Provided information
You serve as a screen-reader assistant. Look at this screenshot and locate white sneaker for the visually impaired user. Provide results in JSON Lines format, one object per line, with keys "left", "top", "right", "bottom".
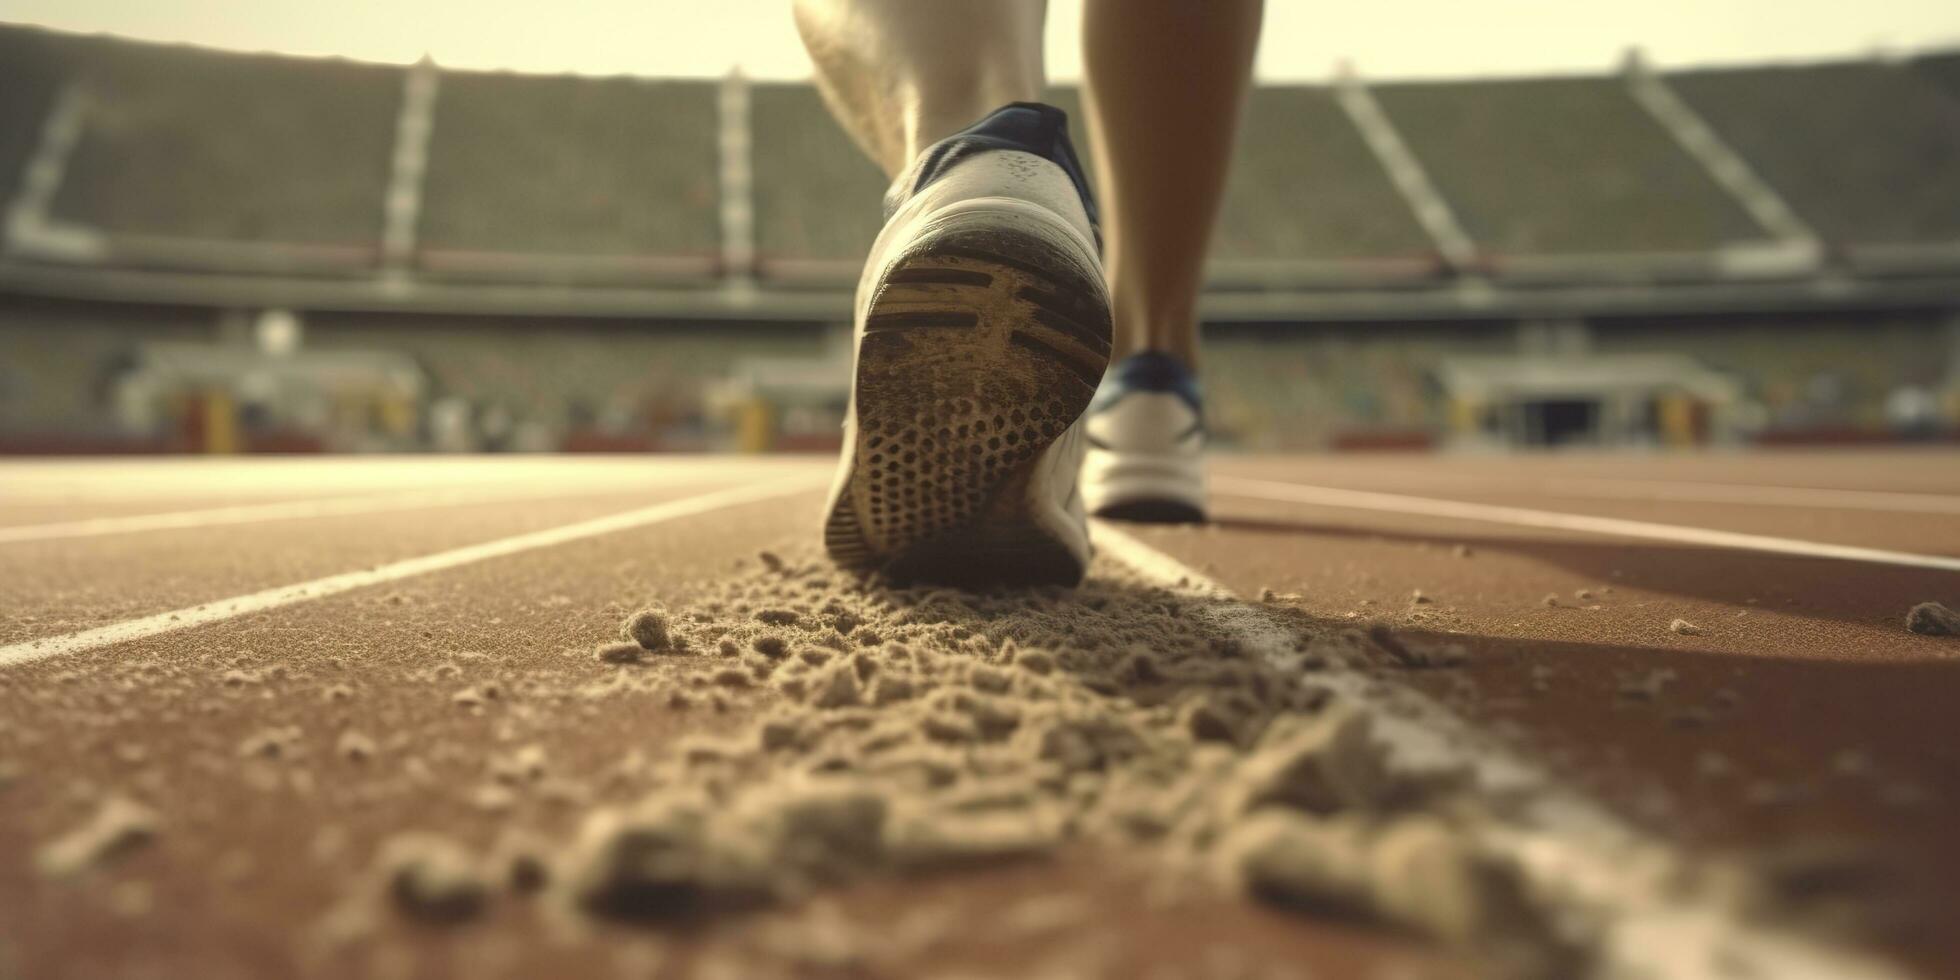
{"left": 822, "top": 103, "right": 1110, "bottom": 585}
{"left": 1082, "top": 351, "right": 1208, "bottom": 523}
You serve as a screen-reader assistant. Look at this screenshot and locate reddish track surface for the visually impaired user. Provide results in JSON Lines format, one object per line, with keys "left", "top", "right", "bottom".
{"left": 1, "top": 450, "right": 1955, "bottom": 978}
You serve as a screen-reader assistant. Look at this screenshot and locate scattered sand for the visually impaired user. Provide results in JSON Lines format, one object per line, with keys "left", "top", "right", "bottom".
{"left": 595, "top": 641, "right": 645, "bottom": 665}
{"left": 36, "top": 796, "right": 159, "bottom": 878}
{"left": 377, "top": 833, "right": 490, "bottom": 924}
{"left": 441, "top": 548, "right": 1582, "bottom": 973}
{"left": 1904, "top": 601, "right": 1959, "bottom": 636}
{"left": 336, "top": 731, "right": 377, "bottom": 763}
{"left": 622, "top": 607, "right": 673, "bottom": 651}
{"left": 239, "top": 726, "right": 304, "bottom": 760}
{"left": 492, "top": 832, "right": 553, "bottom": 894}
{"left": 16, "top": 531, "right": 1846, "bottom": 975}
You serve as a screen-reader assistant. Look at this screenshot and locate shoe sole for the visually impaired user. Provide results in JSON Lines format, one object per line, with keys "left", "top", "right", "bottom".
{"left": 1084, "top": 449, "right": 1208, "bottom": 525}
{"left": 824, "top": 209, "right": 1111, "bottom": 586}
{"left": 1094, "top": 498, "right": 1207, "bottom": 524}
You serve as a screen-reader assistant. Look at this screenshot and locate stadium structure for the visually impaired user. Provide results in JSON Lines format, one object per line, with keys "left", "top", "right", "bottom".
{"left": 2, "top": 23, "right": 1958, "bottom": 454}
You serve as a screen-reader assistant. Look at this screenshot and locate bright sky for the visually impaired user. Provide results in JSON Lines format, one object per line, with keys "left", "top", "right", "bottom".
{"left": 3, "top": 0, "right": 1957, "bottom": 81}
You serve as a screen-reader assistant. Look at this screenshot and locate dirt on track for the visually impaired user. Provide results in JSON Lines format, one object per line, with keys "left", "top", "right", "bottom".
{"left": 2, "top": 451, "right": 1957, "bottom": 979}
{"left": 1, "top": 529, "right": 1482, "bottom": 979}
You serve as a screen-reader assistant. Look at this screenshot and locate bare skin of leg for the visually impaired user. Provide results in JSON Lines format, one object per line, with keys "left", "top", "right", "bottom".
{"left": 1082, "top": 0, "right": 1263, "bottom": 369}
{"left": 792, "top": 0, "right": 1048, "bottom": 178}
{"left": 794, "top": 0, "right": 1260, "bottom": 367}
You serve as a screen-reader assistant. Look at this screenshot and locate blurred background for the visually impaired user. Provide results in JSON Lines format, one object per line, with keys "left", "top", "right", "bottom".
{"left": 1, "top": 1, "right": 1957, "bottom": 455}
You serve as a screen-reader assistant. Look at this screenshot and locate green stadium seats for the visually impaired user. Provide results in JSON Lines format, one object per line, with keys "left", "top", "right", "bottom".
{"left": 1, "top": 23, "right": 1955, "bottom": 293}
{"left": 419, "top": 72, "right": 720, "bottom": 272}
{"left": 1372, "top": 76, "right": 1765, "bottom": 257}
{"left": 1669, "top": 62, "right": 1960, "bottom": 246}
{"left": 748, "top": 82, "right": 885, "bottom": 274}
{"left": 47, "top": 39, "right": 398, "bottom": 253}
{"left": 0, "top": 28, "right": 77, "bottom": 214}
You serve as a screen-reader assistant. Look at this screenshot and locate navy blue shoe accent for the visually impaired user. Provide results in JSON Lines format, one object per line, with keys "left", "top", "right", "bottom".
{"left": 1090, "top": 351, "right": 1204, "bottom": 419}
{"left": 885, "top": 102, "right": 1102, "bottom": 252}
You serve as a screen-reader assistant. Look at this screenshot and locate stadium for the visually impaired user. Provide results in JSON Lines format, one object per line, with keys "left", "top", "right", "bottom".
{"left": 4, "top": 12, "right": 1960, "bottom": 980}
{"left": 3, "top": 23, "right": 1958, "bottom": 454}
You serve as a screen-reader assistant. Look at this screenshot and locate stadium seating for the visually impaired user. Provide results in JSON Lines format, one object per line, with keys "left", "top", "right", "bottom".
{"left": 748, "top": 83, "right": 886, "bottom": 273}
{"left": 1372, "top": 76, "right": 1765, "bottom": 257}
{"left": 0, "top": 28, "right": 76, "bottom": 214}
{"left": 0, "top": 22, "right": 1951, "bottom": 300}
{"left": 1668, "top": 62, "right": 1960, "bottom": 246}
{"left": 0, "top": 295, "right": 211, "bottom": 444}
{"left": 46, "top": 38, "right": 399, "bottom": 252}
{"left": 1206, "top": 323, "right": 1512, "bottom": 449}
{"left": 1590, "top": 312, "right": 1950, "bottom": 431}
{"left": 419, "top": 72, "right": 720, "bottom": 269}
{"left": 1214, "top": 86, "right": 1436, "bottom": 268}
{"left": 1913, "top": 52, "right": 1960, "bottom": 100}
{"left": 300, "top": 315, "right": 831, "bottom": 447}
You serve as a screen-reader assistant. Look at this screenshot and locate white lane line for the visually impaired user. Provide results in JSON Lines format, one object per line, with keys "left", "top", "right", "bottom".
{"left": 1301, "top": 467, "right": 1960, "bottom": 516}
{"left": 1535, "top": 476, "right": 1960, "bottom": 515}
{"left": 1212, "top": 476, "right": 1960, "bottom": 572}
{"left": 0, "top": 478, "right": 822, "bottom": 669}
{"left": 0, "top": 471, "right": 796, "bottom": 545}
{"left": 1093, "top": 521, "right": 1903, "bottom": 980}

Work item
Pictures are to be left out; all else in the entries above is to be quoted exactly.

Output of the exercise
You serve as a screen-reader assistant. Look at this screenshot and locate white sneaker for the visually impaired user. Provide results in JSON Lines format, one object per line, with keys "left", "top", "right", "bottom".
{"left": 822, "top": 103, "right": 1110, "bottom": 585}
{"left": 1082, "top": 351, "right": 1208, "bottom": 523}
You serve as a screen-reader assistant. Look at this screenshot and locate reddish track surface for the visually impaired user. Provide results in JSON Lines format, one object per line, with keys "left", "top", "right", "bottom".
{"left": 1, "top": 450, "right": 1955, "bottom": 978}
You serve as a screen-reader assistant. Look at this screenshot and locate scattered sand for the visually impaired user. Provide results in JSON Lines format, one object per line, with keys "left", "top", "right", "bottom".
{"left": 595, "top": 641, "right": 645, "bottom": 665}
{"left": 36, "top": 796, "right": 159, "bottom": 878}
{"left": 377, "top": 833, "right": 490, "bottom": 924}
{"left": 441, "top": 548, "right": 1582, "bottom": 973}
{"left": 1904, "top": 601, "right": 1959, "bottom": 636}
{"left": 336, "top": 731, "right": 377, "bottom": 763}
{"left": 622, "top": 607, "right": 673, "bottom": 651}
{"left": 239, "top": 726, "right": 304, "bottom": 760}
{"left": 492, "top": 832, "right": 553, "bottom": 894}
{"left": 16, "top": 531, "right": 1846, "bottom": 975}
You serve as a screen-reader assistant. Look at this screenshot and locate shoe sole for the visually impaired user. Provide results in JSON Lines format, one object per line, with keys "left", "top", "right", "bottom".
{"left": 1084, "top": 449, "right": 1208, "bottom": 525}
{"left": 824, "top": 209, "right": 1111, "bottom": 586}
{"left": 1094, "top": 498, "right": 1207, "bottom": 524}
You serve as a screen-reader assistant. Look at this screenshot and locate stadium structure for the visually impaired user. Provide results in JSON Lines format, one object per line, with keys "left", "top", "right", "bottom".
{"left": 2, "top": 23, "right": 1958, "bottom": 454}
You serve as a screen-reader assistant. Look at this screenshot and locate bright sky for the visually impaired user. Provide results in JSON Lines format, one object per line, with keys "left", "top", "right", "bottom".
{"left": 3, "top": 0, "right": 1957, "bottom": 81}
You serve as a screen-reader assistant. Look at this screenshot and locate dirt on track for the visually impaired user. Provide results in JSON Lines format, one object per line, with keys "left", "top", "right", "bottom".
{"left": 2, "top": 451, "right": 1957, "bottom": 979}
{"left": 1, "top": 529, "right": 1482, "bottom": 979}
You serve as a screen-reader assistant. Look at this screenshot and locate bare skin of leg for the visually impaired user. Provide results in JSON Lines format, one object per line, with keys "left", "top", "right", "bottom".
{"left": 1082, "top": 0, "right": 1263, "bottom": 369}
{"left": 792, "top": 0, "right": 1048, "bottom": 178}
{"left": 794, "top": 0, "right": 1260, "bottom": 367}
You serve as a screen-reader assistant. Look at this screenshot and locate blurred background for the visually impaired user. Provide results in JSON Lines format, one object per line, with keys "left", "top", "right", "bottom".
{"left": 1, "top": 1, "right": 1957, "bottom": 455}
You serve as a screen-reader assistant. Look at this screenshot and locate green stadium seats for the visually impaired user. Provide results in JSON Lines format, one object per line, with keys "left", "top", "right", "bottom".
{"left": 1, "top": 23, "right": 1955, "bottom": 293}
{"left": 419, "top": 72, "right": 720, "bottom": 272}
{"left": 1372, "top": 76, "right": 1765, "bottom": 257}
{"left": 1669, "top": 62, "right": 1960, "bottom": 246}
{"left": 748, "top": 82, "right": 885, "bottom": 274}
{"left": 47, "top": 39, "right": 398, "bottom": 253}
{"left": 0, "top": 28, "right": 77, "bottom": 214}
You serve as a screen-reader assistant. Look at this screenshot and locate navy blue shoe accent for the visually impaired user. Provide results in JSON Lines format, one object per line, with keys "left", "top", "right", "bottom".
{"left": 1090, "top": 351, "right": 1204, "bottom": 419}
{"left": 885, "top": 102, "right": 1102, "bottom": 252}
You serve as a screen-reader assistant. Look at this screenshot and locate stadium for the visually impaired user. Provide results in JSON Lines format, one object per line, with keys "left", "top", "right", "bottom".
{"left": 4, "top": 12, "right": 1960, "bottom": 980}
{"left": 3, "top": 23, "right": 1958, "bottom": 454}
You serve as a screen-reader assistant. Look at this screenshot and locate stadium seating for the visually impaired user. Provide results in JSON Lines format, one object per line, with keys "left", "top", "right", "bottom".
{"left": 748, "top": 83, "right": 886, "bottom": 273}
{"left": 1372, "top": 76, "right": 1765, "bottom": 257}
{"left": 0, "top": 28, "right": 76, "bottom": 214}
{"left": 0, "top": 22, "right": 1951, "bottom": 300}
{"left": 1668, "top": 62, "right": 1960, "bottom": 246}
{"left": 0, "top": 295, "right": 211, "bottom": 444}
{"left": 46, "top": 38, "right": 399, "bottom": 252}
{"left": 1206, "top": 323, "right": 1512, "bottom": 449}
{"left": 1590, "top": 312, "right": 1950, "bottom": 431}
{"left": 419, "top": 72, "right": 720, "bottom": 269}
{"left": 1214, "top": 86, "right": 1436, "bottom": 268}
{"left": 1913, "top": 52, "right": 1960, "bottom": 100}
{"left": 300, "top": 315, "right": 831, "bottom": 447}
You serve as a screen-reader assistant. Look at this screenshot and locate white lane line for the visually impaired user. Provide results in JSON Lines format, one object per line, with keys "left", "top", "right", "bottom".
{"left": 1301, "top": 467, "right": 1960, "bottom": 516}
{"left": 1535, "top": 476, "right": 1960, "bottom": 515}
{"left": 1212, "top": 476, "right": 1960, "bottom": 572}
{"left": 0, "top": 478, "right": 822, "bottom": 669}
{"left": 0, "top": 471, "right": 796, "bottom": 545}
{"left": 1093, "top": 521, "right": 1903, "bottom": 980}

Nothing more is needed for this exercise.